--- BEGIN Given data ---

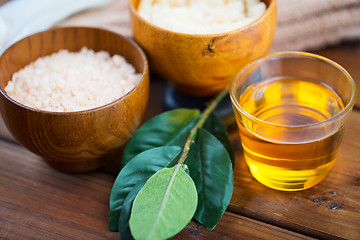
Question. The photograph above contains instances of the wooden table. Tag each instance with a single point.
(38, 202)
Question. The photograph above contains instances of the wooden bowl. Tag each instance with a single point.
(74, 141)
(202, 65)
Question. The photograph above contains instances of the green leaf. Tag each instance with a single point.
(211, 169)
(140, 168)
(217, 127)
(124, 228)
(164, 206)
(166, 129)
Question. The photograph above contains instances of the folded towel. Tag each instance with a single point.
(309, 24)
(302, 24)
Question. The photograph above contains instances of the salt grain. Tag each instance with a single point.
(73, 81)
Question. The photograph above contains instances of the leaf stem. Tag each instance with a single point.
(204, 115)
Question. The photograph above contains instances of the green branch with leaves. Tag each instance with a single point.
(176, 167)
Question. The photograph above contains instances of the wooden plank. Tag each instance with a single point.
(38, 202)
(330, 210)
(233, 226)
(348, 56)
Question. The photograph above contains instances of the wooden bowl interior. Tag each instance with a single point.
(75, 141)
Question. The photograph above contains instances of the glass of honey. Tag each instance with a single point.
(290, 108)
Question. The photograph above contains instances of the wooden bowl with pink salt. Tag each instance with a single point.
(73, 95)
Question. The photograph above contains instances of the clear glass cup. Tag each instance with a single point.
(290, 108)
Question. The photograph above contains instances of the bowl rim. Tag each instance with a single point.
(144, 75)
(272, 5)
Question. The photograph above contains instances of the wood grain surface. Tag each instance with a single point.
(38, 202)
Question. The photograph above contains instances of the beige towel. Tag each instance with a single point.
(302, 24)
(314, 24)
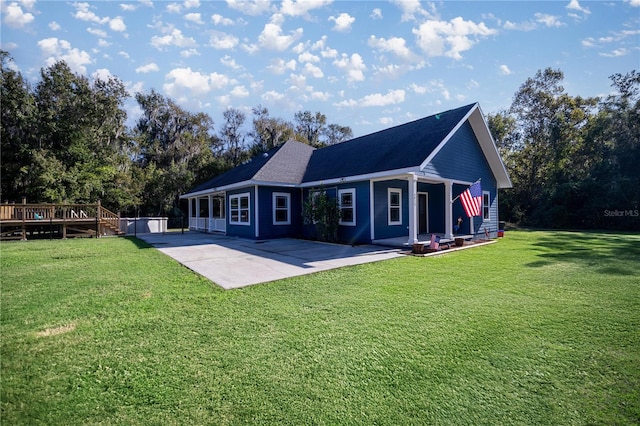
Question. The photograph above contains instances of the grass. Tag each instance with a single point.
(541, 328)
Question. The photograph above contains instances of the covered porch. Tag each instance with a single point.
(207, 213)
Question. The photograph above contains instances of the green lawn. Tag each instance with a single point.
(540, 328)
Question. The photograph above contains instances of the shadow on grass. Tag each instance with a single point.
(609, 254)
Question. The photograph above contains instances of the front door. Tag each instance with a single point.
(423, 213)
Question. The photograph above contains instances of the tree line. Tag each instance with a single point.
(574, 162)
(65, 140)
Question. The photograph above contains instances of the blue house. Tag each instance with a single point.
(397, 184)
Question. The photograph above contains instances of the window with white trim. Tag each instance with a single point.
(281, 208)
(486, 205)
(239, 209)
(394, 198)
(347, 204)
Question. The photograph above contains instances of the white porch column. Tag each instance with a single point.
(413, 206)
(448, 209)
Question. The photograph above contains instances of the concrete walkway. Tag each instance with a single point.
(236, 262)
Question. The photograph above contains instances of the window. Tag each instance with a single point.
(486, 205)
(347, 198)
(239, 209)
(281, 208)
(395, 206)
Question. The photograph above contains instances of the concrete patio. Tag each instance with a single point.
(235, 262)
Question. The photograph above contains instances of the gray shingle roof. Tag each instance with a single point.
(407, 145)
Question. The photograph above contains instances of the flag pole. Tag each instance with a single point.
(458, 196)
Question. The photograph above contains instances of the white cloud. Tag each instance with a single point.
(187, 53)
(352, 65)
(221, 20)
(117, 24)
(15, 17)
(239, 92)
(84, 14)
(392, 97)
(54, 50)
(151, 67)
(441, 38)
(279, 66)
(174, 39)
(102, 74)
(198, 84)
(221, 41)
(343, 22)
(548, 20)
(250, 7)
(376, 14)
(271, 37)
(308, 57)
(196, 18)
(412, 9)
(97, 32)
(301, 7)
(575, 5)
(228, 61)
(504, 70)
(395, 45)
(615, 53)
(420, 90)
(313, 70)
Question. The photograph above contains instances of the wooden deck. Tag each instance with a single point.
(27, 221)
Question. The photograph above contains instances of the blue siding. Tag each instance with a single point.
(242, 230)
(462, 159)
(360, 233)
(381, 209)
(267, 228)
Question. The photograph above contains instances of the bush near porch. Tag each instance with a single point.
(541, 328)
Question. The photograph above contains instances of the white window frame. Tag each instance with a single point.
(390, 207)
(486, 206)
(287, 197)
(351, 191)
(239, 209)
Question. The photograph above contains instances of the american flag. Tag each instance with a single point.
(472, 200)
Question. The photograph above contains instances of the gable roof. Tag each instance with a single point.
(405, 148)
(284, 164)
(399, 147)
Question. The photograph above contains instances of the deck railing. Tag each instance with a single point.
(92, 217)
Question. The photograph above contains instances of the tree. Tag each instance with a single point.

--- END Given data ---

» What you should do
Copy out exactly the lines running from the line with "frame. Tag each instance with a single point." to the end of the records, inclusive.

» Response below
Question. The photograph above contains instances of the white window frame. Tag each instance with a single point.
(390, 207)
(486, 206)
(287, 197)
(351, 191)
(239, 209)
Question. The photograph above contains instances of the american flag. Tag each instance with a single point.
(472, 200)
Question. The photograph above contains instances of the gable roof. Tag each instance with a single point.
(405, 148)
(284, 164)
(399, 147)
Question. The photograph above contains instances of the deck railing. Tag each instance with a single point.
(92, 217)
Question. The photograph above contains instances of the tree. Tag each instance with a single point.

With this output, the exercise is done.